» Provided records
● ● ●

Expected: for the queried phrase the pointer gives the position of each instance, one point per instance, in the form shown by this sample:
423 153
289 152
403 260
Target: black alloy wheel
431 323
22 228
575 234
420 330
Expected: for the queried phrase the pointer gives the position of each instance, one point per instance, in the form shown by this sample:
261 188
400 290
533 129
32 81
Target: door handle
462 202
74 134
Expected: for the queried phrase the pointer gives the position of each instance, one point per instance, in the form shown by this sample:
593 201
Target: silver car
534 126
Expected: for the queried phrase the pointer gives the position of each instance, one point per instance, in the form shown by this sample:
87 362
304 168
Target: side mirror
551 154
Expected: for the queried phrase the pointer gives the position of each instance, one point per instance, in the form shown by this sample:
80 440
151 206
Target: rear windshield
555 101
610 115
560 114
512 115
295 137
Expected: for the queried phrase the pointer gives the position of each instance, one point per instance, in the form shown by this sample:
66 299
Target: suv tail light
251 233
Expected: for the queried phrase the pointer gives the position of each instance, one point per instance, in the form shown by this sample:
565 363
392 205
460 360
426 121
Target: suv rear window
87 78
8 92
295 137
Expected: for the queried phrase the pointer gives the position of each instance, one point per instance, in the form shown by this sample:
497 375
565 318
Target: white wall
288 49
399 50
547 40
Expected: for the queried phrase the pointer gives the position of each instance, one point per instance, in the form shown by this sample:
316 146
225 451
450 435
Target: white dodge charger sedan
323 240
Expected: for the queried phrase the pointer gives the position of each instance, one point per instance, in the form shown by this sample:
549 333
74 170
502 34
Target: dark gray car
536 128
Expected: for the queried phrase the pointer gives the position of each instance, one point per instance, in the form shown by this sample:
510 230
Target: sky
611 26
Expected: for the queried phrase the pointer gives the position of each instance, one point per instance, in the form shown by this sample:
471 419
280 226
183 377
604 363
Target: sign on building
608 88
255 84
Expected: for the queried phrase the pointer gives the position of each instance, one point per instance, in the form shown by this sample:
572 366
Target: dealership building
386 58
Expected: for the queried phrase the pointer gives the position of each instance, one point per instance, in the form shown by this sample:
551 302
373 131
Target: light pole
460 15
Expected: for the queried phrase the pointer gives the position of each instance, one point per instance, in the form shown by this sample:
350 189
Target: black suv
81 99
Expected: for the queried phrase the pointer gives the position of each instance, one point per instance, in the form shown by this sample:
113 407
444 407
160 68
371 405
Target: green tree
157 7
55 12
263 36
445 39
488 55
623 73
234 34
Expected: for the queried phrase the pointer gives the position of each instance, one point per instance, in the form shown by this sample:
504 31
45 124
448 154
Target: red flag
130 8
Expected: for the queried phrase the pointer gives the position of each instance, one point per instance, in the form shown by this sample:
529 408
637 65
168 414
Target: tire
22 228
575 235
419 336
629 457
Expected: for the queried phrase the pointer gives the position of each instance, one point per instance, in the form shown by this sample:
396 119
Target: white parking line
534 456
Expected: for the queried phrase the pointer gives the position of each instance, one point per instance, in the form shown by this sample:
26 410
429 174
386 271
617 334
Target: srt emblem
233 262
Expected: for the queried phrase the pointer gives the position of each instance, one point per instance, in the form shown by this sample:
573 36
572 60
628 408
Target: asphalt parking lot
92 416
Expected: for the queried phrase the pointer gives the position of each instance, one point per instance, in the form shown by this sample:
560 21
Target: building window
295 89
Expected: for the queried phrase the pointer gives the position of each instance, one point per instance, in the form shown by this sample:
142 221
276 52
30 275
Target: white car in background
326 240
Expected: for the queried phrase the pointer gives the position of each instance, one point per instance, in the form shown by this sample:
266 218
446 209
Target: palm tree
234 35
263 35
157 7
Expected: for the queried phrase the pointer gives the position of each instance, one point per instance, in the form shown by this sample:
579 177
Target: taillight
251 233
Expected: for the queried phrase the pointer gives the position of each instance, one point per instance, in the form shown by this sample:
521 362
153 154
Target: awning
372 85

● ● ●

» Work instructions
Quote all of the entries exactly as they appear.

» Answer to this problem
Expected: for the queried phrase the pointer gives the position of each instance, one point per instance, in the form shown by this sample:
423 153
289 152
403 260
Target: black alloy wheel
431 323
22 228
575 234
420 330
Expected: for the queried phrase the pointer gives the position of each instance, one point per instance, in the form shown by this sample:
261 188
400 290
533 129
32 81
Target: door handle
462 202
74 134
Expected: for the queried phrase the pointer gives the position of each instance, one point per instance, in the form shown by this sample:
593 201
Target: silver car
534 126
Expected: for the queried phrase the pointer gives the position of each instance, one point per instance, in the form shown by this sample:
87 362
304 168
Target: side mirror
551 154
Expected: for the queried phrase the pointer gives the position of each instance, one point per instance, in the form shown by this sample:
80 440
151 206
Target: rear windshield
555 101
610 115
560 114
512 115
295 137
Expected: for the queried phrase the pointer gives the position of each instance, one point per instance, in the form shown by this sample:
66 299
Target: suv tail light
251 233
Expected: for the queried phrase the pointer gives the position of each instance, one point per instance, in the form shown by this sample:
565 363
392 205
460 360
426 121
Target: suv rear window
87 78
8 92
295 137
Expected: for the queried phrase the pointer gives the position of each instance, one point per instance, in the form shown by this sample:
497 375
565 318
Target: white wall
288 49
399 50
547 40
Expected: for the queried phrase the pointer gives the position of each instance, one point per instance, in the form shown by this sample:
316 146
225 451
450 435
Target: white dodge charger sedan
323 240
Expected: for the queried phrase the pointer gives the position of each instance, one point per instance, in the form shown by this sample:
549 333
74 170
502 34
Target: dark gray car
536 128
Expected: for the queried phrase the pointer gives the position of each instance, one point per instance, in the form shown by this sample:
510 230
Target: sky
611 26
Expected: for the queried phrase the pointer gives the position of each instance, one point per instance, in the form shown by this sample:
471 419
280 226
183 377
604 363
Target: sign on building
608 88
255 84
Expected: for the queried phrase the pointer gives the position of each instance, one point per instance, in the form shown by this sample:
572 366
Target: dealership building
386 58
Expected: for the queried phrase the pointer gives the position of each instance, one point per instance, in the form shown by this sample:
551 302
373 131
Target: light pole
460 15
Expected: for the queried phrase the pointer gives the position of each instance, one point per instance, in the form shown by this sample:
350 189
Target: black suv
81 99
Expected: for the queried phrase the pointer gives the position of each instance, one point per instance, in the form shown by this sample:
113 407
444 407
160 68
371 405
Target: green tree
157 7
55 12
263 36
445 39
488 55
623 73
234 34
Expected: for the queried phrase the pointer gives the position of each instance, one point per instance, in the form shown by this sample:
504 31
45 124
448 154
Target: red flag
130 8
Expected: for the queried phrase the pointer gives the position of each instance, one point per instance, in the form shown by this sample:
529 408
637 65
168 414
Target: tire
22 228
575 235
419 336
629 457
Expected: for the queried phrase the pointer gives the position of each instance, one point per instance, in the form shown by this sample:
396 119
Target: white parking line
534 456
Expected: for the queried phrase the pointer gives the position of each instance, one point per instance, in the form shown by this sample:
26 410
429 174
386 271
617 334
Target: srt emblem
233 262
Expected: for the queried phrase the pointer gives the position of each instance, one point per instance, in the form shown by this sample:
573 36
572 60
628 408
Target: asphalt parking lot
92 416
Expected: for the queried phrase the pointer gives the position of each instance, one point per instance, in the form shown by this sample:
560 21
Target: building window
295 89
Expected: for the queried phrase the pointer gives the position of each instance, one point per instance, in the form shown by this sample:
142 221
276 52
30 275
Target: white car in background
326 240
Expected: for the queried phrase the pointer gives the position of each instance, one point per instance, in the form shown by this sample:
266 218
446 209
Target: palm tree
234 35
263 35
157 7
Expected: for the queried phrase the pointer gives the position of each instance, one point per instance, in the form shown by this sample:
579 177
Target: taillight
251 233
Expected: for the queried phrase the pointer gives the position of each instance, one point per instance, in the form shown by this sample:
521 362
153 154
Target: awning
372 85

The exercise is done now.